------ GIVEN RECORDS ------
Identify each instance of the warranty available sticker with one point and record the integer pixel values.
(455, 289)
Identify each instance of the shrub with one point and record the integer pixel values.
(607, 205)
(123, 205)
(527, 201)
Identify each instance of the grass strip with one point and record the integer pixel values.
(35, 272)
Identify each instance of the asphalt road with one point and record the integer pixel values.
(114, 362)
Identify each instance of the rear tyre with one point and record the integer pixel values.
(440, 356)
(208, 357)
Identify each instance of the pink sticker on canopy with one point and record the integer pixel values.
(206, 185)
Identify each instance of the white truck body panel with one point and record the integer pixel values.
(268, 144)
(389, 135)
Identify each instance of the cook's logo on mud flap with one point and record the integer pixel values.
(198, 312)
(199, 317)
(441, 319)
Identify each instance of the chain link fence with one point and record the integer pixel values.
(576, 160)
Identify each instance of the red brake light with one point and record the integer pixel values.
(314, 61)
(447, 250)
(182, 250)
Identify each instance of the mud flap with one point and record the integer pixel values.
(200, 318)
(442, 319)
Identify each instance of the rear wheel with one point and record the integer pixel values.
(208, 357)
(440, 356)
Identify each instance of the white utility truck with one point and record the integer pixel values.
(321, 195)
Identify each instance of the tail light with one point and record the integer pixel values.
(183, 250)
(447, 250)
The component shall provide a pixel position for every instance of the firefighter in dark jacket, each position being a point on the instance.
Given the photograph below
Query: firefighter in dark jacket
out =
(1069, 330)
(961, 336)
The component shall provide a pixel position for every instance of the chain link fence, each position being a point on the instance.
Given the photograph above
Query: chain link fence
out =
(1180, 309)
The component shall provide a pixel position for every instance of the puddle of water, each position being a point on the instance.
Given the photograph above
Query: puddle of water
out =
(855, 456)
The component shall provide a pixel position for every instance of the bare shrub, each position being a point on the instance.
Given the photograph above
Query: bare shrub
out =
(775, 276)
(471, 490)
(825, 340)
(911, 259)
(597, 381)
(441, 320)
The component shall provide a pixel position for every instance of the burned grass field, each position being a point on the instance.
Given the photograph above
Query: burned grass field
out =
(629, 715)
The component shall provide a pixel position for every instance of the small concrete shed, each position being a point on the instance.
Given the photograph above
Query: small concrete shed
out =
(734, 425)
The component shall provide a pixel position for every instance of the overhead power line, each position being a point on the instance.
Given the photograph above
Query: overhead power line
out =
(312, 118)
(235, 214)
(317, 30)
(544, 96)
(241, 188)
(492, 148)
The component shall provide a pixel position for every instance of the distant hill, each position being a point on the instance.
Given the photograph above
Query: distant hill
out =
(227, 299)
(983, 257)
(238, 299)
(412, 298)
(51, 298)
------
- TASK DETAILS
Write out again the lines starting at the one containing "Identify each instance of the cook's" and ending at the one containing "(1180, 309)", both included, and no others. Leave the requests unchanged, but multiply every coordinate in the answers by 1.6 and round each result to a whole number, with halves rounded up.

- OUTPUT FOR THIS EXERCISE
Identify each instance of the cook's logo on mud flap with one point and record the integer pixel values.
(317, 499)
(318, 507)
(706, 510)
Identify each instance of the chain link fence with one point and record the integer pixel values.
(922, 256)
Identify each instance of the red brake light with one point and record the integer pixel values.
(502, 98)
(715, 400)
(291, 400)
Identify each instance of the mud flap with one point and record the integer pixel values.
(320, 509)
(707, 510)
Identify each instance of the rear wheel with one point and record the integer pixel values.
(333, 571)
(704, 570)
Identify each instance of the white utility truck with one point and record the integer pixel values.
(514, 312)
Identify each instance of the tail light with one point and record the integer pixel values.
(293, 400)
(715, 400)
The component shall provide a pixel position for every instance of the firefighter in dark jacket, each position being a point on the instance.
Given the photograph below
Query: firefighter in dark jacket
out =
(1710, 528)
(1538, 538)
The component shall provide a pixel position for every instance of the chain link fence, each position being a point on the instance.
Given the photograph above
Query: chain link fence
out =
(1888, 494)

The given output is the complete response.